— Start of Given data —

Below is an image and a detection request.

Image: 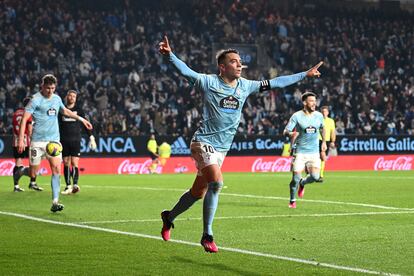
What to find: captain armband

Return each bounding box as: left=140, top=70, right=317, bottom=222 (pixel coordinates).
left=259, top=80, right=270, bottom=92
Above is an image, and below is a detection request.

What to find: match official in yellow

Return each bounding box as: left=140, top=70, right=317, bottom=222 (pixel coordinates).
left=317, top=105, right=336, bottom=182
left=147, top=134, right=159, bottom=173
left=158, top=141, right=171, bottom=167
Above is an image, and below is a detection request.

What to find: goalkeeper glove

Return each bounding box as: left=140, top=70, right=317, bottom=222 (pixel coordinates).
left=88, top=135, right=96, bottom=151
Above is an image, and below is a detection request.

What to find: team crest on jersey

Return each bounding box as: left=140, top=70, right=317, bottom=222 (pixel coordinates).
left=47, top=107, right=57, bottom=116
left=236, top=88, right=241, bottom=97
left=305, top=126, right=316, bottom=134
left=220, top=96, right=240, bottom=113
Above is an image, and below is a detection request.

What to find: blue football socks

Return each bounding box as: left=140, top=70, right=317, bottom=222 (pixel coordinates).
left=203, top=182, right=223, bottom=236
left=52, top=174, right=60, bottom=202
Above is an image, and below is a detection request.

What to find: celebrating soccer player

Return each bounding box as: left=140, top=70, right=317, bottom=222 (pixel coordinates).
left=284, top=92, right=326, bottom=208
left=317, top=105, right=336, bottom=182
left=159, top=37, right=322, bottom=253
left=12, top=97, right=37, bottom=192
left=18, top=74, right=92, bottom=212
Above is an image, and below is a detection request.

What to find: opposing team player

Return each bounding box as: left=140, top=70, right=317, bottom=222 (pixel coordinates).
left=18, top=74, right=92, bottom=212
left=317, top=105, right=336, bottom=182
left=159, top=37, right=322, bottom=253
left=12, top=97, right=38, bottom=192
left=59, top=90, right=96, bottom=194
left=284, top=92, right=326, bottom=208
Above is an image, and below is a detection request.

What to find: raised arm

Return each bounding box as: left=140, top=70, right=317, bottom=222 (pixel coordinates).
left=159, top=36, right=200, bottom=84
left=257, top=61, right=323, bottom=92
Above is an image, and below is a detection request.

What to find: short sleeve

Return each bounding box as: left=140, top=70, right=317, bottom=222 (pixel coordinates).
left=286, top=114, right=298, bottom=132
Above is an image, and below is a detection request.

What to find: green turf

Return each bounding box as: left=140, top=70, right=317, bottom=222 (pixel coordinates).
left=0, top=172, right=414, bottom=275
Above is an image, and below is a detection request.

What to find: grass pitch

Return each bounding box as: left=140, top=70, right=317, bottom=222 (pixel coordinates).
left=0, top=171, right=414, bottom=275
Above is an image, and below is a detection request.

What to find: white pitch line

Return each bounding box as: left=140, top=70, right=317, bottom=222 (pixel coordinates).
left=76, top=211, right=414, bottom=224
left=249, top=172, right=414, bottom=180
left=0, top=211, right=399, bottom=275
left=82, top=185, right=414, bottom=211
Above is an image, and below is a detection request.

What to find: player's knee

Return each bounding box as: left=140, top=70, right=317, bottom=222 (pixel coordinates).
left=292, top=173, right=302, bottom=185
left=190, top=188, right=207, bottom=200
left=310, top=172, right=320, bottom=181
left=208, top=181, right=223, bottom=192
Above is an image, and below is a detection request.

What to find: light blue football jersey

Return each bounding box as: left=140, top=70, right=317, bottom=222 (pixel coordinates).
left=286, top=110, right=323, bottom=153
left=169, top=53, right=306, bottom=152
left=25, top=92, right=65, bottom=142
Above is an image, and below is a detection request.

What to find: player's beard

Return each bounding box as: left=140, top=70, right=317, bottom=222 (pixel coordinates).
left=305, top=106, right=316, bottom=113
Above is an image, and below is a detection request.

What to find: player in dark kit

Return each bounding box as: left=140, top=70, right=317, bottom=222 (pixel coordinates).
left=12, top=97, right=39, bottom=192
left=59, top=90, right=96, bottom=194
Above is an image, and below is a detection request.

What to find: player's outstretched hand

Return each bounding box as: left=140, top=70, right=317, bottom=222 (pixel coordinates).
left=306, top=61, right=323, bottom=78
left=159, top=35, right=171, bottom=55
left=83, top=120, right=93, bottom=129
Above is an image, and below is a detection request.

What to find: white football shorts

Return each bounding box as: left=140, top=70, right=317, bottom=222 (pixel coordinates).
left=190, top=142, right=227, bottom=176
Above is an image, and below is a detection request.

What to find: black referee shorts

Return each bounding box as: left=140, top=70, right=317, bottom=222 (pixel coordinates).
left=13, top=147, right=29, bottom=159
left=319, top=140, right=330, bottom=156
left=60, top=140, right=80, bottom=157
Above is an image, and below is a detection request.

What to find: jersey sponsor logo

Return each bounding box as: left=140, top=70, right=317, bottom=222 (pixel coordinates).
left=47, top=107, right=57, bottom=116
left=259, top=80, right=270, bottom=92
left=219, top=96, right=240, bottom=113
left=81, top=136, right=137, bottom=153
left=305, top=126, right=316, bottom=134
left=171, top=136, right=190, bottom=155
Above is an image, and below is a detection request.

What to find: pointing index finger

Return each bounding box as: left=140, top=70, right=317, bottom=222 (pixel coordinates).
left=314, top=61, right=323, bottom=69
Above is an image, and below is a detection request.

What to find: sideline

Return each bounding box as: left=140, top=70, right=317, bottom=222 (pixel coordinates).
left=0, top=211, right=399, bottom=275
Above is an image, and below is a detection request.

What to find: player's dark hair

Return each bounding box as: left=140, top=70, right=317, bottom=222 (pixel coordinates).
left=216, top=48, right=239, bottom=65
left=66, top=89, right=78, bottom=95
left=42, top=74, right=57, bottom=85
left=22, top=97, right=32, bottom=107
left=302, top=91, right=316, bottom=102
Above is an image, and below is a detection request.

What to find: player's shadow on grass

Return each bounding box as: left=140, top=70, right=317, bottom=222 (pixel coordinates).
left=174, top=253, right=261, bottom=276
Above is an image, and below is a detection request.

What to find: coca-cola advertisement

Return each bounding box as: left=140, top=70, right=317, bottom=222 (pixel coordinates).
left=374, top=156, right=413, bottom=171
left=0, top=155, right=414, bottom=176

— End of Given data —

> **Goal of the exercise**
Extract every line of the data above that contains the word "football". Matching is case-sensitive.

> **Exercise output**
What to find: blue football socks
What to find: light blue football jersey
What to find: white football shorts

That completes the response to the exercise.